MATERIAL SHOWN:
++++++++

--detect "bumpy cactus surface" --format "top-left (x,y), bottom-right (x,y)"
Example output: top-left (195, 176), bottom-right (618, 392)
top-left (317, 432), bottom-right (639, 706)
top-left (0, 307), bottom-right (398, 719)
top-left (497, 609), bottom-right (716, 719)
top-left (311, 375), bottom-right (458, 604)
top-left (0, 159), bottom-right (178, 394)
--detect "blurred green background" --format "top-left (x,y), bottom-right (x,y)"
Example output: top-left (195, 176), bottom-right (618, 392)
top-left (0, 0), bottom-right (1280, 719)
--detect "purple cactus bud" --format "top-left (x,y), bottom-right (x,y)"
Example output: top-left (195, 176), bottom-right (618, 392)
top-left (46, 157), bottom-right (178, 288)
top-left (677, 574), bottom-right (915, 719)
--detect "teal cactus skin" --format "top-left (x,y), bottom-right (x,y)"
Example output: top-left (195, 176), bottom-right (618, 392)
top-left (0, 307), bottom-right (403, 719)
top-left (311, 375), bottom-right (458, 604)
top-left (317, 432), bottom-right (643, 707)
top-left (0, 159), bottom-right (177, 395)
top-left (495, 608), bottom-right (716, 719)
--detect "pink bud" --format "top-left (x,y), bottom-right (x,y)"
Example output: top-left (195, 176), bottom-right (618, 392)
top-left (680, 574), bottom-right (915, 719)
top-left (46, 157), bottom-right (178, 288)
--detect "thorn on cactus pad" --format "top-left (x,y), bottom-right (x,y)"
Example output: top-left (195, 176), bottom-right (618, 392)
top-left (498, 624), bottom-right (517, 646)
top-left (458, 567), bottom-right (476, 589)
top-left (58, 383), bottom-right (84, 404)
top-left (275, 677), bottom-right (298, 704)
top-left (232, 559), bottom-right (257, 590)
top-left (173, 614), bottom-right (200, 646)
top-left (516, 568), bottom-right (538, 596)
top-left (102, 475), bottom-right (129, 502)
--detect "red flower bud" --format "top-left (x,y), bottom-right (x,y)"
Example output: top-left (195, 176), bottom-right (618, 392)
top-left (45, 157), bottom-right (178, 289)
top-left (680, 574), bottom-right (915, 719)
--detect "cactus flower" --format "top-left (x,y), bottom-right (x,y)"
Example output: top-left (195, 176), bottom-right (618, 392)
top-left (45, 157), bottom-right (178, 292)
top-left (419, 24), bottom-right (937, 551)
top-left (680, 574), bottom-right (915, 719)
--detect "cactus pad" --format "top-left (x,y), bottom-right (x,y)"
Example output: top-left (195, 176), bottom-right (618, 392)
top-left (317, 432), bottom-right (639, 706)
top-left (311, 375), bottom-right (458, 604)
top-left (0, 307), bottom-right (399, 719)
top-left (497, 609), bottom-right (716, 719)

++++++++

STATED GOAL: Return each line of the material above that includes the string "flower".

ANSWER FOR THE TASK:
--detect "red flower bud" --format "top-left (x,y), bottom-right (x,y)"
--detect "cactus flower" --format "top-left (x,y), bottom-right (x,y)"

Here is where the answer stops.